If a line in the entries contains the word "pita", list it.

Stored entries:
───

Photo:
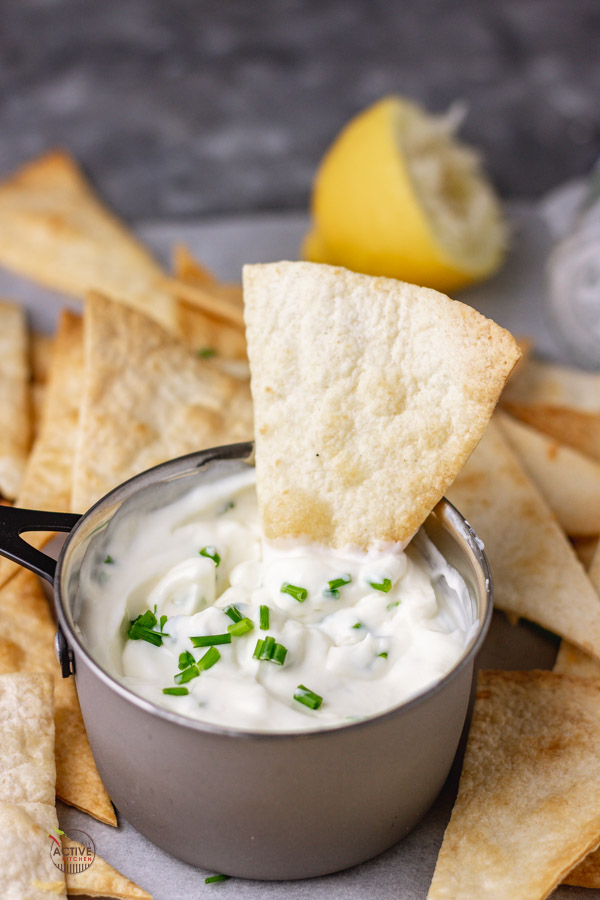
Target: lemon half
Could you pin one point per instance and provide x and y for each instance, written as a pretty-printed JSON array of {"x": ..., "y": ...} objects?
[{"x": 398, "y": 195}]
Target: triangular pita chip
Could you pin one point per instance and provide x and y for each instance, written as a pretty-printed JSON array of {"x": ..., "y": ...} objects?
[
  {"x": 56, "y": 230},
  {"x": 100, "y": 879},
  {"x": 147, "y": 399},
  {"x": 15, "y": 404},
  {"x": 562, "y": 402},
  {"x": 535, "y": 570},
  {"x": 27, "y": 645},
  {"x": 27, "y": 775},
  {"x": 528, "y": 805},
  {"x": 568, "y": 480},
  {"x": 48, "y": 475},
  {"x": 369, "y": 395}
]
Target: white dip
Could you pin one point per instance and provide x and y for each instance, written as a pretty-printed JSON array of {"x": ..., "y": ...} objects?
[{"x": 360, "y": 648}]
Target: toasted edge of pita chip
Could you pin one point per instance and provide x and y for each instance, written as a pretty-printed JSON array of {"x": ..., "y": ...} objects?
[
  {"x": 27, "y": 871},
  {"x": 528, "y": 804},
  {"x": 57, "y": 231},
  {"x": 101, "y": 880},
  {"x": 15, "y": 401},
  {"x": 534, "y": 567},
  {"x": 573, "y": 427},
  {"x": 27, "y": 633},
  {"x": 369, "y": 396},
  {"x": 568, "y": 480},
  {"x": 146, "y": 398},
  {"x": 48, "y": 475}
]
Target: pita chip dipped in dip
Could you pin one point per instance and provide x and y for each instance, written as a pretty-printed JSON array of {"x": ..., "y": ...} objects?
[{"x": 369, "y": 396}]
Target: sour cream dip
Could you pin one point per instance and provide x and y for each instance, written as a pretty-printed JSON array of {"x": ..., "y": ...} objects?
[{"x": 189, "y": 606}]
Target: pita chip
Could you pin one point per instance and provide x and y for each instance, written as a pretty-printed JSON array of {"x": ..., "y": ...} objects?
[
  {"x": 15, "y": 404},
  {"x": 535, "y": 570},
  {"x": 27, "y": 645},
  {"x": 146, "y": 399},
  {"x": 571, "y": 660},
  {"x": 27, "y": 774},
  {"x": 369, "y": 396},
  {"x": 56, "y": 231},
  {"x": 48, "y": 475},
  {"x": 101, "y": 880},
  {"x": 568, "y": 480},
  {"x": 562, "y": 402},
  {"x": 528, "y": 804}
]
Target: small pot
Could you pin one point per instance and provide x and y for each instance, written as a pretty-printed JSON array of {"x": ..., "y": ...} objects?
[{"x": 255, "y": 804}]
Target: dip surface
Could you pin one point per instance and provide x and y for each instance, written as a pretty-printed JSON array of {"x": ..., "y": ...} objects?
[{"x": 362, "y": 632}]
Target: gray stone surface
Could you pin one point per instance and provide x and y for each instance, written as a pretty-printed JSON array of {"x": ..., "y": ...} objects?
[{"x": 183, "y": 108}]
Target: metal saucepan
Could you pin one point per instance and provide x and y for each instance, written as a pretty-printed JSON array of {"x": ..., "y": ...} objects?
[{"x": 249, "y": 804}]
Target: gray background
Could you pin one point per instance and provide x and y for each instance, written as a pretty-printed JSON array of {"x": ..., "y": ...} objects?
[{"x": 182, "y": 108}]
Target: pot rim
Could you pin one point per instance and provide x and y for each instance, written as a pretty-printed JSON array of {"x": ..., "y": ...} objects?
[{"x": 242, "y": 452}]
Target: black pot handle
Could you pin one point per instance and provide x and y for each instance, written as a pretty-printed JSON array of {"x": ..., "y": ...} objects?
[{"x": 15, "y": 521}]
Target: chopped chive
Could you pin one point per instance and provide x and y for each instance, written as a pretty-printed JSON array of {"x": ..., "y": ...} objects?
[
  {"x": 211, "y": 553},
  {"x": 307, "y": 697},
  {"x": 233, "y": 613},
  {"x": 267, "y": 648},
  {"x": 385, "y": 585},
  {"x": 209, "y": 659},
  {"x": 279, "y": 654},
  {"x": 186, "y": 675},
  {"x": 242, "y": 627},
  {"x": 186, "y": 660},
  {"x": 142, "y": 628},
  {"x": 298, "y": 593},
  {"x": 209, "y": 640}
]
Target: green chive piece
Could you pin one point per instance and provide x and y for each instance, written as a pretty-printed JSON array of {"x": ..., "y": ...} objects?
[
  {"x": 209, "y": 640},
  {"x": 186, "y": 660},
  {"x": 142, "y": 629},
  {"x": 209, "y": 659},
  {"x": 186, "y": 675},
  {"x": 211, "y": 553},
  {"x": 298, "y": 593},
  {"x": 233, "y": 613},
  {"x": 385, "y": 585},
  {"x": 307, "y": 697},
  {"x": 279, "y": 654},
  {"x": 268, "y": 648},
  {"x": 242, "y": 627}
]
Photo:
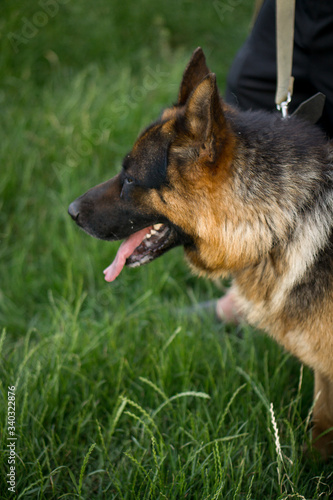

───

(ANSWER TO THIS EXERCISE)
Target: triangular pita chip
Target: toasted edge of pita chip
Target: pita chip dipped in dip
Target: pita chip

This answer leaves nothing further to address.